▶ [Задания]:
- 1) Как называется исследование Ф. Г. Мищенко, в котором он рассматривает состояние Греции в последнее время её политической независимости, согласно фрагменту текста о русской историографии античности?
- 2) Напишите продолжение фрагмента текста о русской историографии античности, начиная сразу после его последнего предложения.

Вслед за солидными работами Васильевского в 70-х гг. и позднее начали появляться исследования прогрессивного профессора Киевского, а затем Казанского университета Ф. Г. Мищенко (1847–1906).40)

Ф. Г. Мищенко принадлежит большая заслуга в изучении эллинистической Греции. В своём интересном исследовании «Федеративная Эллада и Полибий» он рассматривает состояние Греции в последнее время её политической независимости. Во всём изложении чувствуется превосходное знание источников; вообще весь его труд своеобразен и оригинален. Определения эллинизма он не даёт и чаще всего называет эллинистический период периодом македонского господства. Особую ценность работа Ф. Г. Мищенко имеет потому, что он изучает федеративное устройство греков, впервые в русской историографии подробно исследует историю возникновения и деятельности Ахейского и Этолийского союзов. Всем содержанием работы Мищенко утверждает мысль о том, что в период эллинизма наблюдается стремление к политическому единству. Автор решительно разоблачает реакционные, модернизаторские установки в этом вопросе многих западноевропейских учёных.41) Его работа не потеряла своего значения и до сих пор, хотя с целым рядом положений автора сейчас согласиться уже нельзя. Не может быть приемлема точка зрения Мищенко и на македонские завоевания. Он считает, что роль Александра и его походов была отрицательной: завоевания Александра принесли Греции только разрушения и несчастья. «Военное усиление Македонии и вторжение её в эллинский мир не принесли с собой, да и не могли принести, ничего положительного, созидающего».42)

Мищенко не понял и в то время не мог понять исторического значения эллинизма. Для него эллинистический период – это отлив населения из Эллады, построение новых городов, распространение эллинских искусств, науки, языка в Азии и Египте. Правда, он замечает и более глубокие явления: «...выселение эллинов оживило торговлю и взаимные сношения народов, создало новые торговые центры, оставившие далеко за собой Афины и Коринф, накопленные персидскими деспотами несметные богатства были пущены в оборот; эллины завязали прямые сношения с Индией, внутренней Азией и Южной Африкой».43)

В период деятельности Ф. Г. Мищенко в Казани на Украине – в Киеве и Харькове – стали появляться важные работы по истории римских провинций. К ним следует отнести труды профессора Киевского университета Ю. А. Кулаковского, касающиеся экономики провинции, и работу харьковского учёного Л. Ю. Куля о провинциальных собраниях.44)

[Записи из набора данных с указанием точек]
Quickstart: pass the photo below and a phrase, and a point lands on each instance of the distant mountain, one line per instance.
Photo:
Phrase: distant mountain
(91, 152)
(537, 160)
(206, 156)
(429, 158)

▶ [Ответы]:
- 1) «Федеративная Эллада и Полибий».

- 2)
Много сделала в изучении интересующего нас вопроса школа Ф. Ф. Соколова, из которой вышли все специалисты по греческой эпиграфике в России.45)

Прежде всего важное значение имеют работы самого Ф. Ф. Соколова. В 1879 г. появилась его замечательная статья «Афинское постановление в честь Аристомаха Аргосского».46) С. А. Жебелёв назвал эту работу изумительной «по тонкости, детального анализа».47) Она является очень важной для выяснения взаимоотношений Македонии с Грецией во времена Антигона Гоната.

В 1886 г. Ф. Ф. Соколов произнёс актовую речь «Третье столетие до Р. X.», в которой даётся периодизация греко-македонской истории этого века и краткая характеристика каждого периода.48) К этим работам примыкают статьи Соколова: «Александр, сын Кратера», «Битва при Косе и Антипатр архонт». Широко используя эпиграфический материал, Соколов сделал ряд интересных наблюдений и выводов. Он был намерен написать целую серию статей о Македонии и Греции эпохи эллинизма. Об этом намерении свидетельствуют найденные С. А. Жебелёвым в его бумагах названия этих статей.49) Но статьи, к большому сожалению, не были написаны.

Учениками проф. Соколова, в первую очередь С. А. Жебелёвым, был создан ряд специальных монографий по истории отдельных провинций. Крупным исследованием является докторская диссертация С. А. Жебелёва «Ахаика», которая имеет важное значение в изучении греческой истории с середины II в. до н. э. до конца III в. н. э., а также его монография по истории Афин в эпоху эллинизма.50) В этих трудах широко использован эпиграфический материал. Не затрагивая экономическую и социальную жизнь провинции Ахайи, автор тем не менее решает в этих работах ряд важнейших вопросов. Он окончательно устанавливает время создания этой провинции, прослеживает историю ряда отдельных учреждений на её территории, освещает вопрос об административном устройстве и внутренней организации провинции и её отдельных общин.

В этих работах имеется важный материал и по македонской истории, поскольку Греция в то время была особенно тесно связана с Македонией и часто определяла как политику македонских царей на Балканах, так и политику римских рабовладельцев в отношении самой Македонии. В частности, работа «Из истории Афин» довольно подробно рассматривает вопрос о взаимоотношениях Афин с Македонией, историю борьбы греческой столицы за независимость от македонского влияния.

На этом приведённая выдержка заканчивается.